Saved data entries:
= = =
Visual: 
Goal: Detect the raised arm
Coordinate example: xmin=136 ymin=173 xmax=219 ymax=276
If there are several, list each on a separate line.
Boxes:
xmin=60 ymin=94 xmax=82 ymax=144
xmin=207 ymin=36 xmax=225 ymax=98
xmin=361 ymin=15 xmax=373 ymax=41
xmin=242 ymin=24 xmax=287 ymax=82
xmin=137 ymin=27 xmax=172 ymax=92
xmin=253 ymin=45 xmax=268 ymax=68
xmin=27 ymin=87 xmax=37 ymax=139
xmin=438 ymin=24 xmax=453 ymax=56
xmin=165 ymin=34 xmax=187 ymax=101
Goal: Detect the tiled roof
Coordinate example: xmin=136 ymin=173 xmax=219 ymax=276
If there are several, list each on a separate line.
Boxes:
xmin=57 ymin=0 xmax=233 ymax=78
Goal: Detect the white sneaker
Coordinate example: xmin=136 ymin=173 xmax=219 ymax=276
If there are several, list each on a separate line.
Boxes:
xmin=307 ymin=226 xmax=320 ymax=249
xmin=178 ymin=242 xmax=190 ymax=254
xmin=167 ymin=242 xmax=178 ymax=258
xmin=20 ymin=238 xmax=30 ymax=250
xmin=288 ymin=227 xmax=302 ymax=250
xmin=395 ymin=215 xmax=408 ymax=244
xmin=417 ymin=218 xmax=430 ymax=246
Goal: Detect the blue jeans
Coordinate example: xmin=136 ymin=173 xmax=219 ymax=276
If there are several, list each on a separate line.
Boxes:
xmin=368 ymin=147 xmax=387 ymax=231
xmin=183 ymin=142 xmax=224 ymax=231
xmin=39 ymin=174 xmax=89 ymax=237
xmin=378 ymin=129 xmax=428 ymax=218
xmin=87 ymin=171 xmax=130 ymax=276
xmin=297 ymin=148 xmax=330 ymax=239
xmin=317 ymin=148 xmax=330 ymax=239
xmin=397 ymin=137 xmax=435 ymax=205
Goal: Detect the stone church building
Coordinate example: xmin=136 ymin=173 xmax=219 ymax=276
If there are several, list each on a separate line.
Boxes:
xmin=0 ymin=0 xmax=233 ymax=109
= = =
■ Your goal
Recast every line of the material above as a JSON list of strings, one string per line, with blank lines omitted.

■ Result of this exercise
[
  "Visual: ",
  "Goal: Detect the raised arm",
  "Coordinate example: xmin=136 ymin=173 xmax=219 ymax=276",
  "If there are several, list each on a separate line.",
  "Boxes:",
  "xmin=60 ymin=94 xmax=82 ymax=144",
  "xmin=207 ymin=36 xmax=225 ymax=98",
  "xmin=361 ymin=15 xmax=373 ymax=41",
  "xmin=242 ymin=24 xmax=287 ymax=82",
  "xmin=137 ymin=27 xmax=172 ymax=92",
  "xmin=253 ymin=45 xmax=268 ymax=68",
  "xmin=27 ymin=87 xmax=37 ymax=139",
  "xmin=438 ymin=24 xmax=453 ymax=56",
  "xmin=165 ymin=34 xmax=187 ymax=101",
  "Goal: Detect the tiled roof",
  "Coordinate example: xmin=136 ymin=173 xmax=219 ymax=276",
  "If there are several, list each on a separate line.",
  "Boxes:",
  "xmin=57 ymin=0 xmax=233 ymax=78",
  "Goal: Detect the white sneaker",
  "Coordinate example: xmin=136 ymin=173 xmax=219 ymax=276",
  "If there are several, list each on a separate line.",
  "Boxes:",
  "xmin=307 ymin=226 xmax=320 ymax=249",
  "xmin=178 ymin=242 xmax=190 ymax=254",
  "xmin=167 ymin=242 xmax=178 ymax=258",
  "xmin=20 ymin=238 xmax=30 ymax=250",
  "xmin=288 ymin=227 xmax=302 ymax=250",
  "xmin=395 ymin=215 xmax=408 ymax=244",
  "xmin=417 ymin=218 xmax=430 ymax=246",
  "Goal: Detect the blue jeans",
  "Coordinate example: xmin=136 ymin=173 xmax=219 ymax=276",
  "If there are several, list each on a separate line.",
  "Boxes:",
  "xmin=368 ymin=147 xmax=387 ymax=231",
  "xmin=183 ymin=142 xmax=224 ymax=231",
  "xmin=39 ymin=174 xmax=89 ymax=237",
  "xmin=378 ymin=129 xmax=428 ymax=218",
  "xmin=87 ymin=171 xmax=130 ymax=276",
  "xmin=297 ymin=148 xmax=330 ymax=239",
  "xmin=317 ymin=148 xmax=330 ymax=239",
  "xmin=397 ymin=137 xmax=435 ymax=205",
  "Goal: Detect the stone church building",
  "Coordinate example: xmin=136 ymin=173 xmax=219 ymax=276",
  "If there are several, list each on a separate line.",
  "Boxes:",
  "xmin=0 ymin=0 xmax=233 ymax=109"
]